## [What you are asked to do]
Nothing may be dropped or altered: reproduce all the data.

___ Extracted data ___

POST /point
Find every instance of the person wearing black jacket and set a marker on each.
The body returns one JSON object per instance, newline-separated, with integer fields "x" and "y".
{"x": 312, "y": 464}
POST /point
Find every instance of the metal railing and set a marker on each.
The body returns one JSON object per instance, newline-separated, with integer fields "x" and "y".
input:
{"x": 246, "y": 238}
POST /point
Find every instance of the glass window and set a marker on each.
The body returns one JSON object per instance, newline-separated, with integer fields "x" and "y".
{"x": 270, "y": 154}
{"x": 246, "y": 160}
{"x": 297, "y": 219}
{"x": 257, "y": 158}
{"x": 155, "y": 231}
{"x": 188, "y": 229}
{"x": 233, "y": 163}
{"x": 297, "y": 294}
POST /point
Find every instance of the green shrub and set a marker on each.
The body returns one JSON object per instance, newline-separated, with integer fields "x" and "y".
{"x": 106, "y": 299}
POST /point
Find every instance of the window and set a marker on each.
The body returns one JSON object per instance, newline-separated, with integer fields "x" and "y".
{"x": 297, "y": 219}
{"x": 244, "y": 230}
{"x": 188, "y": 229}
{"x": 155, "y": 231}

___

## [Task output]
POST /point
Find every instance of the person wearing black jacket and set a marker on each.
The body returns one JSON object per instance, newline-separated, with integer fields "x" and "y".
{"x": 312, "y": 464}
POST /point
Find every instance of the metal railing and set a marker on each.
The body returns one JSON object per instance, newline-separated, with integer fields "x" and "y".
input:
{"x": 246, "y": 238}
POST /point
Find every instance of the glass window and set a marker on each.
The body returns one JSON object per instance, newline-separated, with integer fields "x" and "y".
{"x": 270, "y": 154}
{"x": 246, "y": 160}
{"x": 297, "y": 219}
{"x": 257, "y": 158}
{"x": 155, "y": 231}
{"x": 188, "y": 229}
{"x": 233, "y": 163}
{"x": 297, "y": 294}
POST /point
Find every instance of the green shrub and set a marker on each.
The body returns one JSON object per instance, newline-separated, with integer fields "x" and "y".
{"x": 106, "y": 299}
POST /point
Find every instance of the window and set a marker on each.
The body returns one JSON object per instance, newline-separated, with integer fields "x" and "y".
{"x": 297, "y": 219}
{"x": 244, "y": 230}
{"x": 188, "y": 229}
{"x": 155, "y": 231}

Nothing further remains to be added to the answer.